#### Fragmento citado:
━━━

9. Si el saludo y el nombre « llena de gracia » significan todo esto, en el contexto del anuncio del ángel se refieren ante todo a la elección de María como Madre del Hijo de Dios. Pero, al mismo tiempo, la plenitud de gracia indica la dádiva sobrenatural, de la que se beneficia María porque ha sido elegida y destinada a ser Madre de Cristo. Si esta elección es fundamental para el cumplimiento de los designios salvíficos de Dios respecto a la humanidad, si la elección eterna en Cristo y la destinación a la dignidad de hijos adoptivos se refieren a todos los hombres, la elección de María es del todo excepcional y única. De aquí, la singularidad y unicidad de su lugar en el misterio de Cristo.

El mensajero divino le dice: « No temas, María, porque has hallado gracia delante de Dios; vas a concebir en el seno y vas a dar a luz un Hijo, a quien pondrás por nombre Jesús. El será grande y será llamado Hijo del Altísimo » (Lc 1, 30-32). Y cuando la Virgen, turbada por aquel saludo extraordinario, pregunta: « ¿Cómo será esto, puesto que no conozco varón? », recibe del ángel la confirmación y la explicación de las palabras precedentes. Gabriel le dice: « El Espíritu Santo vendrá sobre ti y el poder del Altísimo te cubrirá con su sombra; por eso el que ha de nacer será santo y será llamado Hijo de Dios » (Lc 1, 35).

━━━

#### Material extraído:
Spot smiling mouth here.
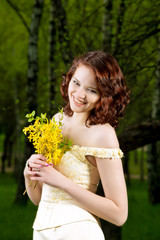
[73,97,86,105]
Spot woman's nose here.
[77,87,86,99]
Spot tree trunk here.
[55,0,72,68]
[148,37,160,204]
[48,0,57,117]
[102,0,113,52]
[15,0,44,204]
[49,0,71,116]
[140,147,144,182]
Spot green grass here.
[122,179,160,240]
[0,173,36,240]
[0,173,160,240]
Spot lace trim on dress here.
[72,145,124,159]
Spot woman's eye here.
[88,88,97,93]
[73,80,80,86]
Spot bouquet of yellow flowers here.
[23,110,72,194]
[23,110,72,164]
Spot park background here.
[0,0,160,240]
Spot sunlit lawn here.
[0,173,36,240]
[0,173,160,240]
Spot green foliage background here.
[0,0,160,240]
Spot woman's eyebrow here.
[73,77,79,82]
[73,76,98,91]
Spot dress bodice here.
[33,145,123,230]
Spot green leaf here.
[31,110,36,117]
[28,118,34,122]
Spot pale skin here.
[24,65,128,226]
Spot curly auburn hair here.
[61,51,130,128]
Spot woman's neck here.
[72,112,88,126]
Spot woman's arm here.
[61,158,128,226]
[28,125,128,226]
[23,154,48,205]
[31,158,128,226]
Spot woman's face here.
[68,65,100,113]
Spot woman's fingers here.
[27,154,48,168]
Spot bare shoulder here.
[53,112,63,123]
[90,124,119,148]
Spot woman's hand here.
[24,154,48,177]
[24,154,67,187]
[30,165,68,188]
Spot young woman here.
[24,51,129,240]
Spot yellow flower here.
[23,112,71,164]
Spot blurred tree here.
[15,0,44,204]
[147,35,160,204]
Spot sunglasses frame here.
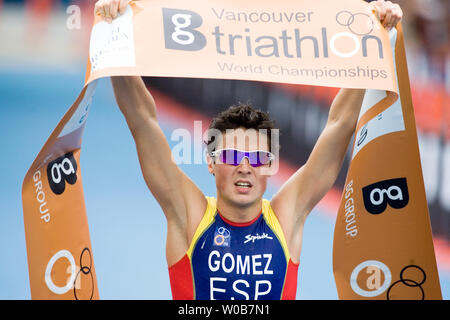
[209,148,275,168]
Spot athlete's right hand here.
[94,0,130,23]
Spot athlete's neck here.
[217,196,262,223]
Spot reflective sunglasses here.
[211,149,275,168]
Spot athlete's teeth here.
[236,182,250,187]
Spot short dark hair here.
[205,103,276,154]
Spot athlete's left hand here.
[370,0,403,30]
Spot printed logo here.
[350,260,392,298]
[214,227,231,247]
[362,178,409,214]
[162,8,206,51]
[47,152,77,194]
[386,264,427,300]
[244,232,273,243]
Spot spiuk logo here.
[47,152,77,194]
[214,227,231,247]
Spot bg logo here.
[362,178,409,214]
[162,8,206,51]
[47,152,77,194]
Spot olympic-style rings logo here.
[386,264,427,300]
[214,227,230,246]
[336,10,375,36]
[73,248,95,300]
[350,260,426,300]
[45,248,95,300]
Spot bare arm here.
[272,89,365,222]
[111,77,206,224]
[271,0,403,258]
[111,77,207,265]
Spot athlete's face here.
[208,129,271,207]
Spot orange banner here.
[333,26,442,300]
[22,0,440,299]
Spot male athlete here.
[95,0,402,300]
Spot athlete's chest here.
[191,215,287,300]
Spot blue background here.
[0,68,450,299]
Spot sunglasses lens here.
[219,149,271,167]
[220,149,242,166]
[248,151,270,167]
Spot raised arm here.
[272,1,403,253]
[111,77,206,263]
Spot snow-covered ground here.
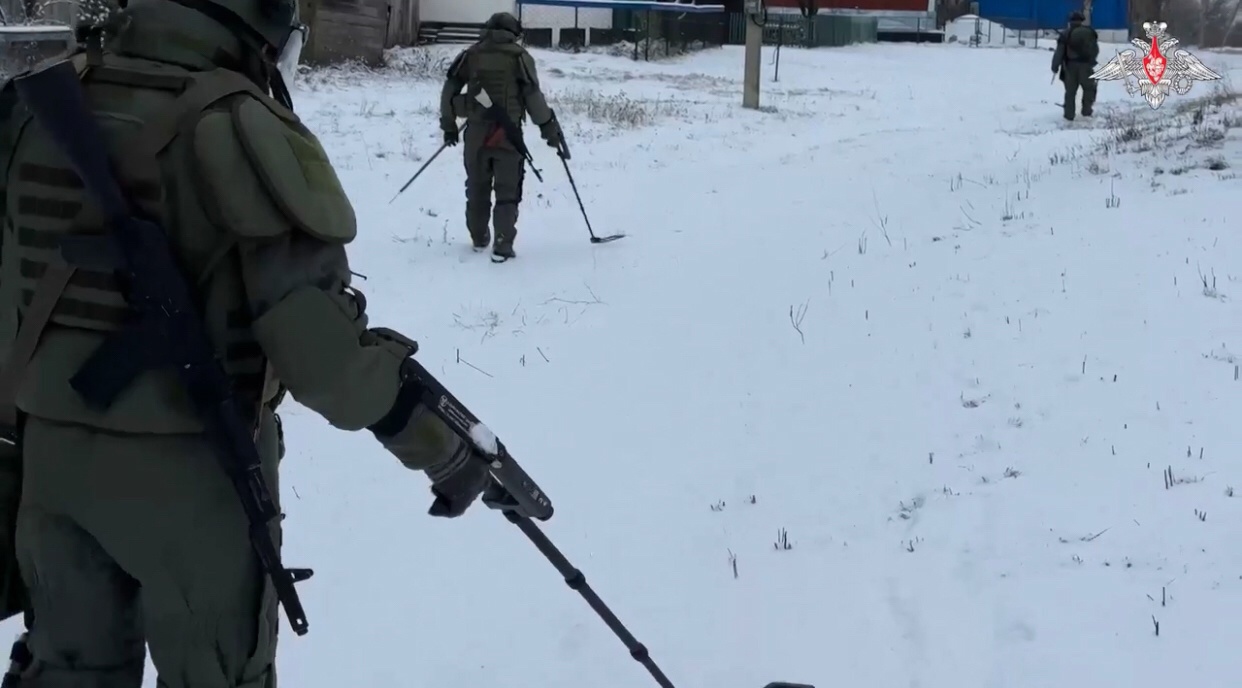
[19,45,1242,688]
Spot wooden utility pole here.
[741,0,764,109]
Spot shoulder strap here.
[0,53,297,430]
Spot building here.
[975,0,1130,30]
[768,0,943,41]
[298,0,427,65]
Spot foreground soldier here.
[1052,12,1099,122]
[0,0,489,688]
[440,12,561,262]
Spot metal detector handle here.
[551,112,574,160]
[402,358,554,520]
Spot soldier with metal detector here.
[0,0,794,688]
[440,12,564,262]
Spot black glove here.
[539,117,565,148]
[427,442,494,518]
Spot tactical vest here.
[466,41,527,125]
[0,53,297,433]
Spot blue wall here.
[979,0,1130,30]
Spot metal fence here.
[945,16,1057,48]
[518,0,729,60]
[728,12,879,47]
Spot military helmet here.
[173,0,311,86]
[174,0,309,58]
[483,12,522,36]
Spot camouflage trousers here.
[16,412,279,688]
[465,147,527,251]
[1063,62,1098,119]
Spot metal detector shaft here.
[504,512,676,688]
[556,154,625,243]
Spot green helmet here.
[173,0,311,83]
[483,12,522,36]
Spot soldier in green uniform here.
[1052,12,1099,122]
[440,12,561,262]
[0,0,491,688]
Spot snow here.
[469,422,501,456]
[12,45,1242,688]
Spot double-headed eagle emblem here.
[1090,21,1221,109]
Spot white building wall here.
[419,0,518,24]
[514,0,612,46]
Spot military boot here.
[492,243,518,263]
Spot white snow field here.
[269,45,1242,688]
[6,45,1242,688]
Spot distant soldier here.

━━━

#### Tareas del ejercicio:
a. Responda, con base en el fragmento sobre el anuncio del ángel a María:
(i) En el contexto del anuncio del ángel, ¿a qué se refieren ante todo el saludo y el nombre «llena de gracia»?
(ii) ¿Qué nombre debe poner María al Hijo, según el mensajero divino?
(iii) ¿Qué referencia bíblica acompaña las palabras de Gabriel sobre el Espíritu Santo?
b. Redacte una continuación del fragmento sobre el anuncio del ángel a María a partir de su última oración.

#### Respuestas:
a.
(i) A la elección de María como Madre del Hijo de Dios.
(ii) Jesús.
(iii) Lc 1, 35.

b.
Por consiguiente, la Anunciación es la revelación del misterio de la Encarnación al comienzo mismo de su cumplimiento en la tierra. El donarse salvífico que Dios hace de sí mismo y de su vida en cierto modo a toda la creación, y directamente al hombre, alcanza en el misterio de la Encarnación uno de sus vértices. En efecto, este es un vértice entre todas las donaciones de gracia en la historia del hombre y del cosmos. María es « llena de gracia », porque la Encarnación del Verbo, la unión hipostática del Hijo de Dios con la naturaleza humana, se realiza y cumple precisamente en ella. Como afirma el Concilio, María es « Madre de Dios Hijo y, por tanto, la hija predilecta del Padre y el sagrario del Espíritu Santo; con un don de gracia tan eximia, antecede con mucho a todas las criaturas celestiales y terrenas ».[23]

10. La Carta a los Efesios, al hablar de la « historia de la gracia » que « Dios Padre … nos agració en el Amado », añade: « En él tenemos por medio de su sangre la redención » (Ef 1, 7). Según la doctrina, formulada en documentos solemnes de la Iglesia, esta « gloria de la gracia » se ha manifestado en la Madre de Dios por el hecho de que ha sido redimida « de un modo eminente ».[24] En virtud de la riqueza de la gracia del Amado, en razón de los méritos redentores del que sería su Hijo, María ha sido preservada de la herencia del pecado original.[25] De esta manera, desde el primer instante de su concepción, es decir de su existencia, es de Cristo, participa de la gracia salvífica y santificante y de aquel amor que tiene su inicio en el « Amado », el Hijo del eterno Padre, que mediante la Encarnación se ha convertido en su propio Hijo. Por eso, por obra del Espíritu Santo, en el orden de la gracia, o sea de la participación en la naturaleza divina, María recibe la vida de aquel al que ella misma dio la vida como madre, en el orden de la generación terrena. La liturgia no duda en llamarla « madre de su Progenitor » [26] y en saludarla con las palabras que Dante Alighieri pone en boca de San Bernardo: « hija de tu Hijo ».[27] Y dado que esta « nueva vida » María la recibe con una plenitud que corresponde al amor del Hijo a la Madre y, por consiguiente, a la dignidad de la maternidad divina, en la anunciación el ángel la llama « llena de gracia ».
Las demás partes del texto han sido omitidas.